---- EXTRAIT DU TEXTE
JUSTICE. Un ancien membre des services de renseignement norvégien, également responsable de la sécurité de l'usine Lafarge de Jalabiyah (Syrie) entre septembre 2011 et octobre 2013, a été interpellé et mis en examen à Paris au début du mois de mai. Il aurait participé à l'opération de financement occulte de groupes terroristes sur place.

Une personne de plus a été mise en examen à Paris dans le cadre de l'enquête sur les versements à des groupes armés en Syrie. Il s'agit de Jacob Waerness, qui fut responsable de la sécurité de l'usine de Jalabiyah entre septembre 2011 et octobre 2013 et qui s'avère également être un ancien membre des services de renseignement norvégien. L'homme a été interpellé à l'aéroport Roissy-Charles de Gaulle au moment d'une escale entre deux vols, précise l'AFP. Il avait été convoqué plusieurs fois par les douanes judiciaires, en charge de l'enquête, mais n'avait jamais répondu à leurs demandes.

 

 

La direction était au courant, le Quai d'Orsay aussi…

 

Remis en liberté sous contrôle judiciaire, il est mis en examen pour "financement d'une entreprise terroriste", tout comme sept autres cadres dirigeants du cimentier Lafarge. Dans un livre et plusieurs interviews, il aurait reconnu que Lafarge avait négocié, via un intermédiaire syrien, la continuation de l'activité de l'usine, malgré la guerre, en versant plus de 12 M€ à l'Etat islamique et au Front al-Nosra, la branche syrienne d'Al-Qaïda. Selon les déclarations de l'ex-agent norvégien, la direction parisienne était bien au courant de ces pratiques, alertée notamment par Jean-Claude Veillard, alors directeur de la Sûreté de tout le groupe, lui aussi mis en examen.
--------
---- ENREGISTREMENTS FOURNIS
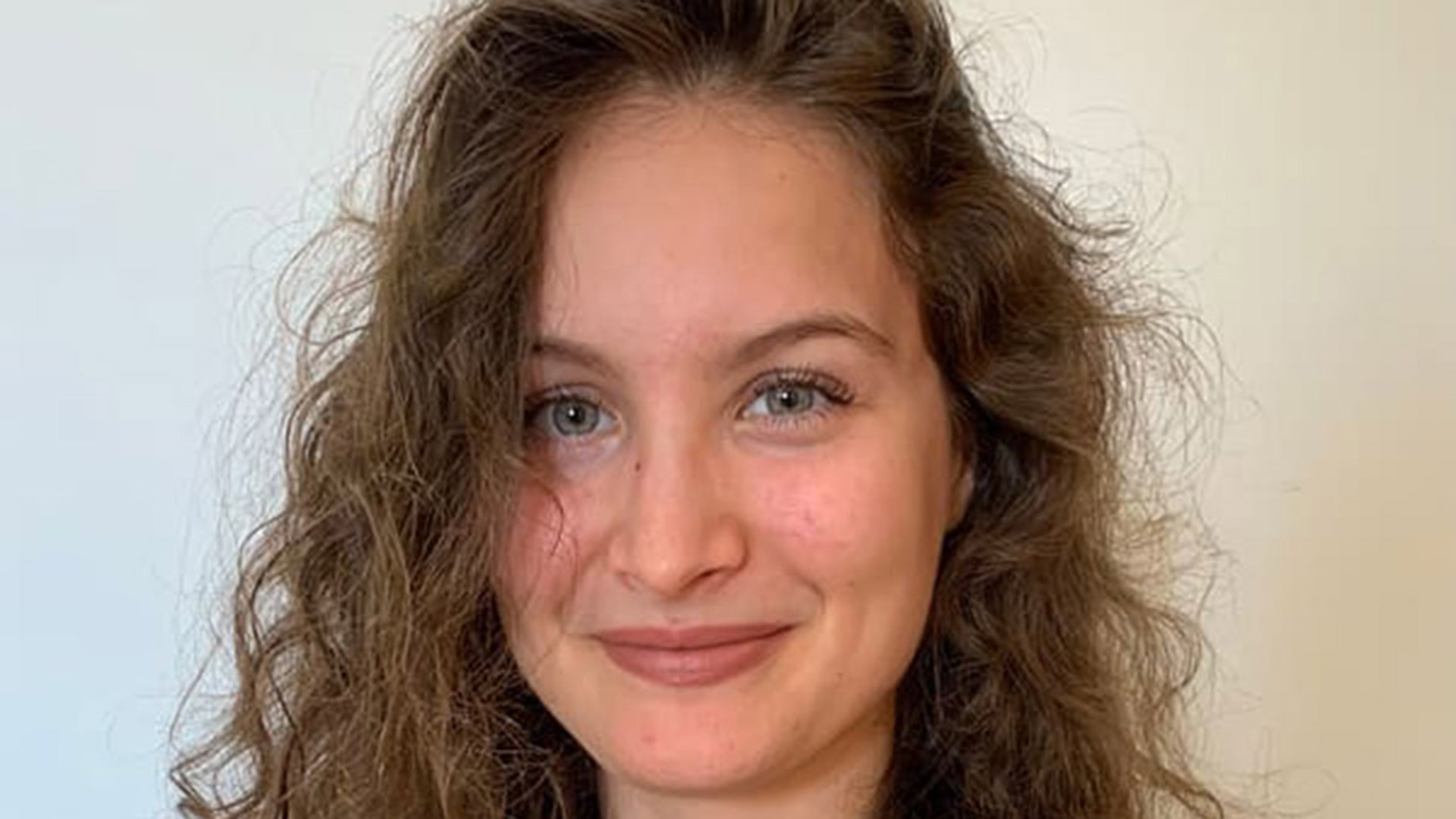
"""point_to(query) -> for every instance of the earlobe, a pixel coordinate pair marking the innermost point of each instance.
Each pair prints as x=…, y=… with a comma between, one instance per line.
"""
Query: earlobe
x=962, y=493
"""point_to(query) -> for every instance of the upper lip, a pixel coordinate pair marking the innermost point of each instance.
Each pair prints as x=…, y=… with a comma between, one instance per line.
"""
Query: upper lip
x=689, y=637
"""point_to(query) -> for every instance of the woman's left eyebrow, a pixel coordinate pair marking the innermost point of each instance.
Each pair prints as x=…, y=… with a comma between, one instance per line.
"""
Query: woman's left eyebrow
x=813, y=325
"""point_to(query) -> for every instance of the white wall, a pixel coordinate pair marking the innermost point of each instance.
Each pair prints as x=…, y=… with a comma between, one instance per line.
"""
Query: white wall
x=153, y=156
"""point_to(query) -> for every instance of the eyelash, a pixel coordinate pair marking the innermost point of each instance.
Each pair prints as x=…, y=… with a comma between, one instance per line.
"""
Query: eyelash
x=835, y=392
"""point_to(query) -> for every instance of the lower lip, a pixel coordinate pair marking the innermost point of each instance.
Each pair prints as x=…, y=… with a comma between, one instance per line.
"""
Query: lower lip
x=685, y=668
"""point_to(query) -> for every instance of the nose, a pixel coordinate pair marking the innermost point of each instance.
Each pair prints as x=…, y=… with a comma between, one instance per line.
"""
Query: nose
x=680, y=529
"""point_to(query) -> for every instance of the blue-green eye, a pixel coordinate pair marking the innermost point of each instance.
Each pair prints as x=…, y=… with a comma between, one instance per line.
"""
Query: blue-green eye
x=797, y=394
x=785, y=400
x=568, y=417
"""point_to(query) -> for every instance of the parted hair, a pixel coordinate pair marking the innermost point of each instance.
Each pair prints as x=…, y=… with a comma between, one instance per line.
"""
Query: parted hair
x=372, y=672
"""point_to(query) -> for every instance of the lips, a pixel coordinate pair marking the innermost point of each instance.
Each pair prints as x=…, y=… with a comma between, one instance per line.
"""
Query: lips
x=698, y=656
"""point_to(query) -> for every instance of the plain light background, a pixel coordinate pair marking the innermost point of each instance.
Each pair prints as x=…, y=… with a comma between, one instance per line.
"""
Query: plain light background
x=159, y=159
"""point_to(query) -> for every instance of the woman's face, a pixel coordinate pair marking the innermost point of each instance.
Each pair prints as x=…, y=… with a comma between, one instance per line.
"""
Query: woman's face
x=743, y=452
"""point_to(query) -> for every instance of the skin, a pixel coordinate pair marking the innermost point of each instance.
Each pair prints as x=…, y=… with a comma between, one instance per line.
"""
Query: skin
x=695, y=251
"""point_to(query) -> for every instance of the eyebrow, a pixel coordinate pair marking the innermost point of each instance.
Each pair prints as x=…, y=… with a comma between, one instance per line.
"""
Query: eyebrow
x=753, y=349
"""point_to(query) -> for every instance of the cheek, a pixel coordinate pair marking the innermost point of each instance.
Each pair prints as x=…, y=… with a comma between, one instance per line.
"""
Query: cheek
x=541, y=557
x=851, y=518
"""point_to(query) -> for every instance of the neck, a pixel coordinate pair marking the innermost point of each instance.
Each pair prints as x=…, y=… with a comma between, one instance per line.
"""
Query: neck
x=840, y=781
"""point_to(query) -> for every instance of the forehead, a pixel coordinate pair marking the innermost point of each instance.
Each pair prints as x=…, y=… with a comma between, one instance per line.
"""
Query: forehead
x=686, y=223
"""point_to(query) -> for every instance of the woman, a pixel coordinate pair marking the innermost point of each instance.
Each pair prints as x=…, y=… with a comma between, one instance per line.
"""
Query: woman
x=724, y=428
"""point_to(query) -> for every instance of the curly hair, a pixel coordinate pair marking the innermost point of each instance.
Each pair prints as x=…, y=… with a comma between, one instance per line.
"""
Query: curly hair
x=373, y=676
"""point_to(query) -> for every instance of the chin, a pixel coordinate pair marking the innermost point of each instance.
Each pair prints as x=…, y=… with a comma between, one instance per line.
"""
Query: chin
x=683, y=758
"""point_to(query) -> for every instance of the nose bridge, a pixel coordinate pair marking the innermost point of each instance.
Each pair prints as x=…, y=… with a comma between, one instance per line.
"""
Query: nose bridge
x=679, y=525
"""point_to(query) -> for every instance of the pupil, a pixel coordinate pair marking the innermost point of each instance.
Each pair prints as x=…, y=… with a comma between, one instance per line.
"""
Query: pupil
x=791, y=398
x=574, y=419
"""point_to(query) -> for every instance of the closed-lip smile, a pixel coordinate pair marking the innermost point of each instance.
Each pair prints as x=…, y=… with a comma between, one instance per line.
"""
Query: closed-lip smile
x=692, y=656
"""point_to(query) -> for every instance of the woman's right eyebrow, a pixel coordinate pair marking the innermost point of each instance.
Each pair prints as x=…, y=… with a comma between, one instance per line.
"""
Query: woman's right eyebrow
x=573, y=353
x=746, y=352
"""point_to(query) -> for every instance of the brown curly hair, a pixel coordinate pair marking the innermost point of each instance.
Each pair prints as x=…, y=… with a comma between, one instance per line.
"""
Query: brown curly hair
x=373, y=676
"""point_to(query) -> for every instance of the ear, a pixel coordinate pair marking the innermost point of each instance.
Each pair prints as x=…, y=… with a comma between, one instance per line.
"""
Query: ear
x=962, y=491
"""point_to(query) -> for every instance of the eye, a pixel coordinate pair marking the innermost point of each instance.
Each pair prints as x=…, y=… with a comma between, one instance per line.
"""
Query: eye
x=568, y=417
x=797, y=394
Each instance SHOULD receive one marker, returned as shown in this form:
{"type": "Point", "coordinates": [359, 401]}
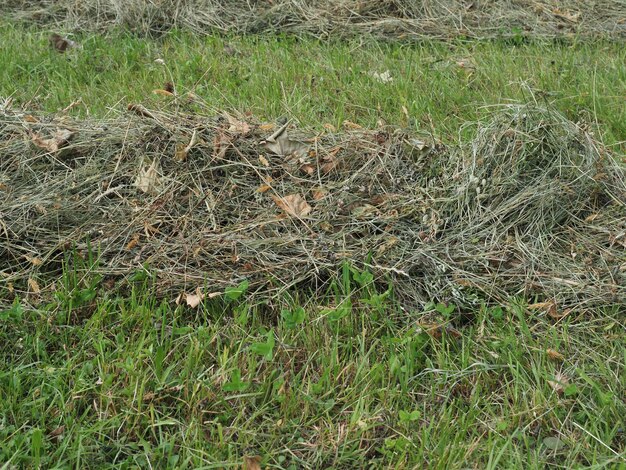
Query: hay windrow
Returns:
{"type": "Point", "coordinates": [399, 19]}
{"type": "Point", "coordinates": [532, 206]}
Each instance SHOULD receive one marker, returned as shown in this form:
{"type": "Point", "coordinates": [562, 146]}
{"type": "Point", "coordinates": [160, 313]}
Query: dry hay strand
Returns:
{"type": "Point", "coordinates": [533, 206]}
{"type": "Point", "coordinates": [330, 18]}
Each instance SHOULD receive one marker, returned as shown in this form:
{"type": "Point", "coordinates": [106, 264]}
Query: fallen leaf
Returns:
{"type": "Point", "coordinates": [162, 92]}
{"type": "Point", "coordinates": [280, 144]}
{"type": "Point", "coordinates": [57, 432]}
{"type": "Point", "coordinates": [182, 150]}
{"type": "Point", "coordinates": [59, 139]}
{"type": "Point", "coordinates": [61, 44]}
{"type": "Point", "coordinates": [264, 161]}
{"type": "Point", "coordinates": [553, 443]}
{"type": "Point", "coordinates": [133, 243]}
{"type": "Point", "coordinates": [251, 462]}
{"type": "Point", "coordinates": [559, 383]}
{"type": "Point", "coordinates": [318, 194]}
{"type": "Point", "coordinates": [351, 125]}
{"type": "Point", "coordinates": [294, 205]}
{"type": "Point", "coordinates": [555, 355]}
{"type": "Point", "coordinates": [33, 260]}
{"type": "Point", "coordinates": [236, 126]}
{"type": "Point", "coordinates": [34, 286]}
{"type": "Point", "coordinates": [384, 77]}
{"type": "Point", "coordinates": [148, 180]}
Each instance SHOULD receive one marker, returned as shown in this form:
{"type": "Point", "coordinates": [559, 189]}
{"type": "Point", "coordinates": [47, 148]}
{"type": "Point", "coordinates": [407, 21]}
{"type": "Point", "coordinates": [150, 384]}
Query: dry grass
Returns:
{"type": "Point", "coordinates": [532, 206]}
{"type": "Point", "coordinates": [330, 18]}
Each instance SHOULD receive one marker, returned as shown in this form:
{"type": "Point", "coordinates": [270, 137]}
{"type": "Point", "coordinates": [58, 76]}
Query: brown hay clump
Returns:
{"type": "Point", "coordinates": [532, 206]}
{"type": "Point", "coordinates": [399, 19]}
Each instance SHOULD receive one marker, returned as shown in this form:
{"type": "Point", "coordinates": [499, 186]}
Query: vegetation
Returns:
{"type": "Point", "coordinates": [101, 377]}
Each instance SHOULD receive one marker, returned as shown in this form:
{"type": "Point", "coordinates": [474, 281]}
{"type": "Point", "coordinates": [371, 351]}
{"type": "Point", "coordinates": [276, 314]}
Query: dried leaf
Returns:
{"type": "Point", "coordinates": [183, 150]}
{"type": "Point", "coordinates": [33, 285]}
{"type": "Point", "coordinates": [236, 126]}
{"type": "Point", "coordinates": [251, 462]}
{"type": "Point", "coordinates": [280, 144]}
{"type": "Point", "coordinates": [555, 355]}
{"type": "Point", "coordinates": [162, 92]}
{"type": "Point", "coordinates": [559, 383]}
{"type": "Point", "coordinates": [264, 161]}
{"type": "Point", "coordinates": [148, 180]}
{"type": "Point", "coordinates": [61, 44]}
{"type": "Point", "coordinates": [294, 205]}
{"type": "Point", "coordinates": [383, 77]}
{"type": "Point", "coordinates": [59, 139]}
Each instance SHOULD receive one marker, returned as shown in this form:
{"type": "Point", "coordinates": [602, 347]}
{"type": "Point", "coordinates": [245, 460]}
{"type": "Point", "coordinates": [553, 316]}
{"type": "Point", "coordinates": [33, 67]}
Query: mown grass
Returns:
{"type": "Point", "coordinates": [441, 85]}
{"type": "Point", "coordinates": [98, 379]}
{"type": "Point", "coordinates": [102, 377]}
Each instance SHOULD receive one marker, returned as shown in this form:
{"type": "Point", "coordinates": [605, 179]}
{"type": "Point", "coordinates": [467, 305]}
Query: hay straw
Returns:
{"type": "Point", "coordinates": [532, 206]}
{"type": "Point", "coordinates": [402, 19]}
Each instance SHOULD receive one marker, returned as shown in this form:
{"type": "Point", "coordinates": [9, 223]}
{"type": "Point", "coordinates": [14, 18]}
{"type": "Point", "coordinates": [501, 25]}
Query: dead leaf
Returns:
{"type": "Point", "coordinates": [318, 194]}
{"type": "Point", "coordinates": [236, 126]}
{"type": "Point", "coordinates": [57, 432]}
{"type": "Point", "coordinates": [33, 260]}
{"type": "Point", "coordinates": [251, 463]}
{"type": "Point", "coordinates": [280, 144]}
{"type": "Point", "coordinates": [162, 92]}
{"type": "Point", "coordinates": [61, 44]}
{"type": "Point", "coordinates": [264, 161]}
{"type": "Point", "coordinates": [133, 243]}
{"type": "Point", "coordinates": [148, 180]}
{"type": "Point", "coordinates": [294, 205]}
{"type": "Point", "coordinates": [33, 285]}
{"type": "Point", "coordinates": [559, 383]}
{"type": "Point", "coordinates": [383, 77]}
{"type": "Point", "coordinates": [555, 355]}
{"type": "Point", "coordinates": [351, 125]}
{"type": "Point", "coordinates": [59, 139]}
{"type": "Point", "coordinates": [182, 150]}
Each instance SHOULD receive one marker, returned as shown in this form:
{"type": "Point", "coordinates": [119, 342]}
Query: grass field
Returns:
{"type": "Point", "coordinates": [96, 378]}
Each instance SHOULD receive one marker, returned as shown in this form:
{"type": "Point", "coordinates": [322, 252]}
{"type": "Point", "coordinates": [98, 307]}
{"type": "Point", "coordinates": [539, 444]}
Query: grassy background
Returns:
{"type": "Point", "coordinates": [322, 82]}
{"type": "Point", "coordinates": [99, 378]}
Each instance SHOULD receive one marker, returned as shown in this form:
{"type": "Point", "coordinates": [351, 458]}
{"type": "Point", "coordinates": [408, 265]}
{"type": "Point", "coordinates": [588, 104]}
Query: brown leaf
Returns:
{"type": "Point", "coordinates": [33, 285]}
{"type": "Point", "coordinates": [162, 92]}
{"type": "Point", "coordinates": [294, 205]}
{"type": "Point", "coordinates": [236, 126]}
{"type": "Point", "coordinates": [61, 44]}
{"type": "Point", "coordinates": [148, 180]}
{"type": "Point", "coordinates": [555, 355]}
{"type": "Point", "coordinates": [57, 432]}
{"type": "Point", "coordinates": [559, 383]}
{"type": "Point", "coordinates": [280, 144]}
{"type": "Point", "coordinates": [264, 161]}
{"type": "Point", "coordinates": [59, 139]}
{"type": "Point", "coordinates": [182, 150]}
{"type": "Point", "coordinates": [251, 463]}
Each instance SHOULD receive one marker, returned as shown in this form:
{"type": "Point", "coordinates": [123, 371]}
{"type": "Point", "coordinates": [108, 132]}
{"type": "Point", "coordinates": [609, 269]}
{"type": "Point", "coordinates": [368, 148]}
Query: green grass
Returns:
{"type": "Point", "coordinates": [316, 83]}
{"type": "Point", "coordinates": [97, 379]}
{"type": "Point", "coordinates": [118, 378]}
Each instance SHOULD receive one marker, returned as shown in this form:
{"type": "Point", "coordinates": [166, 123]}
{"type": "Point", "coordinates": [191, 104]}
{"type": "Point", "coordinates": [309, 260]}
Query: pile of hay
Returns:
{"type": "Point", "coordinates": [331, 18]}
{"type": "Point", "coordinates": [532, 206]}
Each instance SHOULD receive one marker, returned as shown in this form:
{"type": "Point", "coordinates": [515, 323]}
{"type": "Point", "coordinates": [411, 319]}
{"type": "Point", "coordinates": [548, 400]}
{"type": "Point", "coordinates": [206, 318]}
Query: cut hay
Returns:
{"type": "Point", "coordinates": [533, 206]}
{"type": "Point", "coordinates": [399, 19]}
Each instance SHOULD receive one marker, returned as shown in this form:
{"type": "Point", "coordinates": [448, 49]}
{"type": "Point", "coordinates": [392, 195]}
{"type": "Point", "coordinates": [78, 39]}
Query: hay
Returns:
{"type": "Point", "coordinates": [330, 18]}
{"type": "Point", "coordinates": [533, 206]}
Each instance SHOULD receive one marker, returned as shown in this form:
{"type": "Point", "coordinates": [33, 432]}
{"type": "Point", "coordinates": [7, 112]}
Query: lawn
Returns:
--------
• _QUESTIONS D'ÉTUDE_
A) Indiquez si chacune des affirmations suivantes concorde avec l'article sur l'affaire Lafarge en Syrie, par oui ou non, en citant les mots du texte qui tranchent : (i) Jacob Waerness a été interpellé à l'aéroport Roissy-Charles de Gaulle ; (ii) Jacob Waerness a été placé en détention après sa mise en examen ; (iii) les sommes versées à l'Etat islamique et au Front al-Nosra dépasseraient 12 M€.
B) Poursuivez l'article sur l'affaire Lafarge en Syrie à partir de sa dernière phrase.
Les enregistrements ne sont pas nécessaires ici.

• _RÉPONSES DANS L'ORDRE_
A)
(i) Oui : « L'homme a été interpellé à l'aéroport Roissy-Charles de Gaulle au moment d'une escale entre deux vols ».
(ii) Non : « Remis en liberté sous contrôle judiciaire ».
(iii) Oui : « en versant plus de 12 M€ à l'Etat islamique et au Front al-Nosra ».

B)
Outre l'entreprise elle-même, le ministère des Affaires étrangères aurait également été tenu informé de cette situation anormale, comme l'a avoué l'ex-ambassadeur de France en Syrie qui s'était entretenu avec des responsables de Lafarge à l'été 2012. En octobre 2014, la France aurait même demandé aux Etats-Unis d'épargner les installations industrielles de Jalabiyah, pourtant abandonnées par les ouvriers et laissées aux mains des combattants de Daesh. Ceci afin de préserver les investissements de plus de 500 M€ réalisés en 2010 par Lafarge afin d'en faire un outil de pointe au Moyen-Orient

 

Il y a un an, le groupe Lafarge reconnaissait du bout des lèvres que sa filiale syrienne avait "remis des fonds à des tierces parties afin de trouver des arrangements avec un certain nombre de groupes armés" qui tentaient alors de contrôler "les zones autour de l'usine", située à moins de 100 km de Raqqa, la capitale proclamée de l'Etat islamique. Les versements effectués avaient alors pour but "de maintenir l'activité et d'assurer le passage sûr des employés et des approvisionnements vers et depuis l'usine". Des agissements depuis qualifiés "d'erreurs de jugement significatives" et "inacceptables". L'affaire a également mené à la démission d'Eric Olsen, patron de LafargeHolcim, au cours de l'été 2017.